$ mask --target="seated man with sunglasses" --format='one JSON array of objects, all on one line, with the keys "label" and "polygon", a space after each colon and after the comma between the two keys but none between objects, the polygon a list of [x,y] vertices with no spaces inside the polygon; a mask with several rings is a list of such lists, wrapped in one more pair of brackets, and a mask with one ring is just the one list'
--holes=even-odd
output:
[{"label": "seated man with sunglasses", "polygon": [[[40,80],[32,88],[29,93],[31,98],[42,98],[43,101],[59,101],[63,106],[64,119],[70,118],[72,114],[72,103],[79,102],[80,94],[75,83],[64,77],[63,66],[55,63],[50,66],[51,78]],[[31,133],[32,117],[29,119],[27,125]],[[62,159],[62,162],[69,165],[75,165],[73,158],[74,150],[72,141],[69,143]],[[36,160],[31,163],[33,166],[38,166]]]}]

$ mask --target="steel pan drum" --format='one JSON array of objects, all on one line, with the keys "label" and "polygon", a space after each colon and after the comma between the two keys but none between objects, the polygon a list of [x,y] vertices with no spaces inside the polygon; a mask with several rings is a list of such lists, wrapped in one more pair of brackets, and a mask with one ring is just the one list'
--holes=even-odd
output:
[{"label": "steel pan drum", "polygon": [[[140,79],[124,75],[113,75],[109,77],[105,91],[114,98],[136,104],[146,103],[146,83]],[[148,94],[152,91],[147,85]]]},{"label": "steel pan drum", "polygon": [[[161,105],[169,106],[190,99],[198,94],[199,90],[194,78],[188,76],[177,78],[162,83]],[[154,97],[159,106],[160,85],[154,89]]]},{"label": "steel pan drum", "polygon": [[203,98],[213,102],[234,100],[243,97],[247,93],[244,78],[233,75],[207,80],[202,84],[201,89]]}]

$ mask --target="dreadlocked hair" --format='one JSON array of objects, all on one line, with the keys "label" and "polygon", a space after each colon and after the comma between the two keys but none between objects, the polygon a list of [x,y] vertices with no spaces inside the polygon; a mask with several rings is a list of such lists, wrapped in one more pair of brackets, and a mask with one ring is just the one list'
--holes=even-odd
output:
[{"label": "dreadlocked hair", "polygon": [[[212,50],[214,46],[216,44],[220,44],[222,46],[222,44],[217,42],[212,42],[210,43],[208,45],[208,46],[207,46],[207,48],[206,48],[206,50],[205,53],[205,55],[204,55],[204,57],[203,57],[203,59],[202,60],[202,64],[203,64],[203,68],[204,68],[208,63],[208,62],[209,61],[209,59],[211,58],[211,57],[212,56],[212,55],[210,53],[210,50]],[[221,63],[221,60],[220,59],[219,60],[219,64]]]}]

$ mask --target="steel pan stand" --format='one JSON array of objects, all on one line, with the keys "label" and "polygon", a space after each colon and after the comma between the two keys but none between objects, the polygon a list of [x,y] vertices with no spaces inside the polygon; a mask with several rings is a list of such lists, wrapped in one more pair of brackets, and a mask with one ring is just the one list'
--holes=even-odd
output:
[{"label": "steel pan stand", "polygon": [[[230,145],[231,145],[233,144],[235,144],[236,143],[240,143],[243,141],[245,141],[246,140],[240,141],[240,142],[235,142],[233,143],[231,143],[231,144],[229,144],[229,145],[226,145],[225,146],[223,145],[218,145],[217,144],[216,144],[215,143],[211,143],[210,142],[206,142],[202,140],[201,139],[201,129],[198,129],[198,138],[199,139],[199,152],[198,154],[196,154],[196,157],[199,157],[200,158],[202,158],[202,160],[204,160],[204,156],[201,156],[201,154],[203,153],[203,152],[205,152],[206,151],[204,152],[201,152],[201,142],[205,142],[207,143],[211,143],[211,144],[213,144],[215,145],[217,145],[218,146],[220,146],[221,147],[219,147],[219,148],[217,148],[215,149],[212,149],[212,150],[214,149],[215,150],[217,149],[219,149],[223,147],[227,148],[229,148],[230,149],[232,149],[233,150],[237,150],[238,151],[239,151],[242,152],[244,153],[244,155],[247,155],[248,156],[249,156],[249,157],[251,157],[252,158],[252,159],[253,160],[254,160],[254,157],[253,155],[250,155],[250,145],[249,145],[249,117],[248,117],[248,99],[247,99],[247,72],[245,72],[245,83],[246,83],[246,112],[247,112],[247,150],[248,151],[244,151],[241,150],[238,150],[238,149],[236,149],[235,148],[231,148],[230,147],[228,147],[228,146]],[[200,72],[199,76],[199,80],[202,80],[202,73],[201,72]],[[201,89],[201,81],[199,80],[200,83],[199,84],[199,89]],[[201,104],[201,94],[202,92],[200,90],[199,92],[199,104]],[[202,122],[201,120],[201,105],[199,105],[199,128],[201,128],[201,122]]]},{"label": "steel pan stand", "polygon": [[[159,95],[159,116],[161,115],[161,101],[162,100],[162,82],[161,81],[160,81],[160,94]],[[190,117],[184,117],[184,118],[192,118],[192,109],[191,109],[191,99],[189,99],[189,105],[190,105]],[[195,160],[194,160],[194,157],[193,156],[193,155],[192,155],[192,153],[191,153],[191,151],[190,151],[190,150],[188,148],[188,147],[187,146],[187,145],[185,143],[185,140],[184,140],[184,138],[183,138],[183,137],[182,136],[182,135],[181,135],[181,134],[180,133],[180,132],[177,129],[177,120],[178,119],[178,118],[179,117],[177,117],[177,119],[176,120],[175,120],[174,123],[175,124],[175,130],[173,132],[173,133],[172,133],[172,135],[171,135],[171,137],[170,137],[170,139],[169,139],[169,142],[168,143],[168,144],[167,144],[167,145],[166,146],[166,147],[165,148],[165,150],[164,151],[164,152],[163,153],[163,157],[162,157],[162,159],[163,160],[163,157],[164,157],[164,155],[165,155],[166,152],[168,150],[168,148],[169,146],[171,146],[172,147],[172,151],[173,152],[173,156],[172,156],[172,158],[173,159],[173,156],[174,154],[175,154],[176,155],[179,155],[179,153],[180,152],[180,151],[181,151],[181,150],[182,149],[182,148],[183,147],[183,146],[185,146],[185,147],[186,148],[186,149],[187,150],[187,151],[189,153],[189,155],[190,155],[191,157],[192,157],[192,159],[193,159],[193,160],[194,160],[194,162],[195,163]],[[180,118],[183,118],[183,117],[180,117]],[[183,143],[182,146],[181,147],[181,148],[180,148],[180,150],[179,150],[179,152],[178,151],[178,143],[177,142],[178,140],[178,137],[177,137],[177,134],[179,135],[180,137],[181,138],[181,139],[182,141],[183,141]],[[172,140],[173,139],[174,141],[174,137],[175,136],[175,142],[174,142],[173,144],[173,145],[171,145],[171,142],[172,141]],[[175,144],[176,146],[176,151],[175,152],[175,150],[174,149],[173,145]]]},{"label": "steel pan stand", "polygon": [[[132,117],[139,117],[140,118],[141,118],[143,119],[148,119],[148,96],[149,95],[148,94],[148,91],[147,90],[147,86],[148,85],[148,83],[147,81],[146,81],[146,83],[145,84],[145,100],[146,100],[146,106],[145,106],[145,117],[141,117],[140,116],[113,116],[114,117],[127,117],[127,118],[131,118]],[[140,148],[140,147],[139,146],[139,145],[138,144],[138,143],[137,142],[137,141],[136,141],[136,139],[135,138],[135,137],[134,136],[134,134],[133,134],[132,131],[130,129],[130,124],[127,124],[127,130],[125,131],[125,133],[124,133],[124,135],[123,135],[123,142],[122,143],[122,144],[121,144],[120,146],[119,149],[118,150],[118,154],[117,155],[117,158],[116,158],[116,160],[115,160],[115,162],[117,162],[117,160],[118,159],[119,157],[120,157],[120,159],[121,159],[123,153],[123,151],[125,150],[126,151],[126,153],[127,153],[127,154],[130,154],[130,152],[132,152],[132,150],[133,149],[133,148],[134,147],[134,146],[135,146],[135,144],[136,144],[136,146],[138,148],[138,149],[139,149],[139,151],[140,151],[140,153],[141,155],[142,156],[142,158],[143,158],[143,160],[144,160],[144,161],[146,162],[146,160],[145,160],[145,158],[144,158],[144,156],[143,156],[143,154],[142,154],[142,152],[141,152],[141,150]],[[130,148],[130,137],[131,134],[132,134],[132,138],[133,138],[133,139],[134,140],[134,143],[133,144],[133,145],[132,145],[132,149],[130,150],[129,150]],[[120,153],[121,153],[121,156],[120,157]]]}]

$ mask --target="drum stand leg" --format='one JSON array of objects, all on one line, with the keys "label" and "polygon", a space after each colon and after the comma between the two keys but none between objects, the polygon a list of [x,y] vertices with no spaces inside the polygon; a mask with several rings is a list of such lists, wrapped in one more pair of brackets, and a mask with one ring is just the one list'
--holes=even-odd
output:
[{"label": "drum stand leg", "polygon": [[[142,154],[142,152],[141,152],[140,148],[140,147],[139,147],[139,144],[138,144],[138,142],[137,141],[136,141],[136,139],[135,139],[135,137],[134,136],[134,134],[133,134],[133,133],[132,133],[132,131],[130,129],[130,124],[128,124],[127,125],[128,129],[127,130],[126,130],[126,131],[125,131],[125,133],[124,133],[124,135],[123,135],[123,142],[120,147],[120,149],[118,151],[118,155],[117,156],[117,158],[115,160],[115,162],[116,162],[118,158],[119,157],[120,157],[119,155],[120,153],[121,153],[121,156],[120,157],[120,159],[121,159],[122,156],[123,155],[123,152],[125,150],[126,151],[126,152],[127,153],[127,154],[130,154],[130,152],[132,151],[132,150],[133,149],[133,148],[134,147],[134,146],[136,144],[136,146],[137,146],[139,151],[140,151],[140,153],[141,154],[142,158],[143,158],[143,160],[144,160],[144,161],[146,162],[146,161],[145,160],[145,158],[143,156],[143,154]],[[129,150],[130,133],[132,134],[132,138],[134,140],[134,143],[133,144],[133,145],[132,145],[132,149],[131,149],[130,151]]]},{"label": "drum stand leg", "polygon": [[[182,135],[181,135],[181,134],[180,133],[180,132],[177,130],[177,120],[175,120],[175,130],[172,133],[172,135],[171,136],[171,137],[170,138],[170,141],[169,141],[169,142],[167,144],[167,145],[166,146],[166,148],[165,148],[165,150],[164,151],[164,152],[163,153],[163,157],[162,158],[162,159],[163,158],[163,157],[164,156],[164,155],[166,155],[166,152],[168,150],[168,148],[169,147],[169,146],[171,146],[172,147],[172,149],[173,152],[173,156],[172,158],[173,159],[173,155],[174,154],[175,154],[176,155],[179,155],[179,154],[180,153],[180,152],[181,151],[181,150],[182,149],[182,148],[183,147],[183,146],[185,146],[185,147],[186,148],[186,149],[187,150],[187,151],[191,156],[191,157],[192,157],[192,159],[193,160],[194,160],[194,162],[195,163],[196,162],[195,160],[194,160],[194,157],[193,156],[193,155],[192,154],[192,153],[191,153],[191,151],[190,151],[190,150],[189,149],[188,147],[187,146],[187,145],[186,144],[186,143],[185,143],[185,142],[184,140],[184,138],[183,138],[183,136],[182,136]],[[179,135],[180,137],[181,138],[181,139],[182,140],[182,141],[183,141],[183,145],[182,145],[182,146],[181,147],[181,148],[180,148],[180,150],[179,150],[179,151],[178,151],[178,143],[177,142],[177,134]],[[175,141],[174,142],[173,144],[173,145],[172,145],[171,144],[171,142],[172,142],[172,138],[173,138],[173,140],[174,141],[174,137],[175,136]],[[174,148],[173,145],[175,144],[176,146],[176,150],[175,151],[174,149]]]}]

:::::

List every line of the material above that contains the word "seated".

*Result below*.
$ mask --target="seated man with sunglasses" --format='one JSON array of objects, all on one line, with the keys "label" and "polygon", a space after each colon and after the comma between the two keys but none between objects, the polygon a list of [x,y] vertices with no spaces inside the polygon; a mask with several rings is a list of such lists, wrapped in one more pair of brackets, and a mask with one ring is just the one list'
[{"label": "seated man with sunglasses", "polygon": [[[40,80],[32,88],[29,93],[31,98],[42,98],[43,101],[59,101],[63,106],[64,119],[70,118],[72,114],[72,103],[79,102],[80,94],[75,83],[64,77],[63,66],[55,63],[50,66],[51,78]],[[31,133],[32,117],[29,119],[27,125]],[[62,159],[62,162],[69,165],[75,165],[73,158],[74,150],[72,141],[69,143]],[[36,160],[31,163],[33,166],[38,166]]]}]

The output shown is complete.